EXERCISE PROMPT
Print out all of the data below, keeping it identical to the original.

DATASET EXTRACT
************

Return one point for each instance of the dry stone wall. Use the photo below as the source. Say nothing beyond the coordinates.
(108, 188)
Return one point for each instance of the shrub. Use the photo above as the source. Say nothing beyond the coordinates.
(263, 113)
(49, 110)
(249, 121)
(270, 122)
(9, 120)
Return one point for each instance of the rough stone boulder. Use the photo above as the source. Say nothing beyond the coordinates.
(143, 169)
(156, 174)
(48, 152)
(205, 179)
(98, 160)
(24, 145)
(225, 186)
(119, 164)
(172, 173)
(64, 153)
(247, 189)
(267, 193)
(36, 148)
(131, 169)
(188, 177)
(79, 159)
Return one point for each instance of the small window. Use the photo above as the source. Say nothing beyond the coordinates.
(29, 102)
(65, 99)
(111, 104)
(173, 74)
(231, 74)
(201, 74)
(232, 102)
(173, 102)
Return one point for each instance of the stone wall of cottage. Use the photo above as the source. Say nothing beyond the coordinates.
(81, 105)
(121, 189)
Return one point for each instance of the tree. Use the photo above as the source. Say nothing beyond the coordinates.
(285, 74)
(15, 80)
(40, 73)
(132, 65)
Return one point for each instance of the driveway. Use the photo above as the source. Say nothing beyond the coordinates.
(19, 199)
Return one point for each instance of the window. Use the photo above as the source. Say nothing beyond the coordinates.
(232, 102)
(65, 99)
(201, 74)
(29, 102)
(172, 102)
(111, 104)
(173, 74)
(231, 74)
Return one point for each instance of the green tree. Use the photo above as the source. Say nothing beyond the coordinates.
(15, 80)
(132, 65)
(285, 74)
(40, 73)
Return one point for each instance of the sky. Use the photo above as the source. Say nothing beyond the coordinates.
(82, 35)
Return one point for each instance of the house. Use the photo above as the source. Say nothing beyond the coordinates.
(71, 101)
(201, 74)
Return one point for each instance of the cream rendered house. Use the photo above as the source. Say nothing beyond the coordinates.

************

FINISHED TASK
Return one point for each instance of the dry stone wall. Use the photo below as the source. Say nothing beyond the coordinates.
(108, 188)
Return one point for each instance of the shrub. Use the photo above as the source. Say nothing beyond the coordinates.
(263, 113)
(49, 110)
(249, 121)
(270, 122)
(9, 120)
Return one point for each instance of the rough stone boulder. Use the photo above as the source. Say nothing beyond the coordinates.
(143, 169)
(156, 174)
(48, 152)
(205, 179)
(98, 160)
(24, 145)
(225, 186)
(119, 164)
(172, 173)
(64, 153)
(247, 189)
(267, 193)
(36, 148)
(131, 169)
(188, 177)
(79, 159)
Return one point for each instance of the small window. Use the photo above as the source. Say nothing beyond the coordinates.
(29, 102)
(65, 99)
(111, 104)
(173, 74)
(231, 74)
(201, 74)
(232, 102)
(173, 102)
Return one point for each instance of the stone wall of cottage. Use the photo above as the source. Say nothing beyond the coordinates.
(81, 105)
(121, 189)
Return one point for each instance of the tree. Use the photo above as the source. Say nothing beyond the coordinates.
(285, 74)
(15, 80)
(40, 73)
(132, 65)
Return one point for each instance of the driveway. Use the photo above as the source. Say nothing beyond the coordinates.
(19, 199)
Return one point for each instance of the window. Use the photo above as the source. Say nothing beyond the coordinates.
(232, 102)
(65, 99)
(201, 74)
(29, 102)
(172, 102)
(111, 104)
(173, 74)
(231, 74)
Return one point for each instance of the green tree. Use the photo above as the source. Say nothing beyond the coordinates.
(15, 80)
(132, 65)
(285, 74)
(40, 73)
Return one point for each instance of the sky. Use the photo above as the source. Say nothing beyond the coordinates.
(82, 35)
Return one point for each instance of the house. Use the photo above as the source. Say nothing beyond the coordinates.
(71, 101)
(201, 74)
Return one point for each instance of the cream rendered house. Use the photo above as the source. Say nothing beyond the coordinates.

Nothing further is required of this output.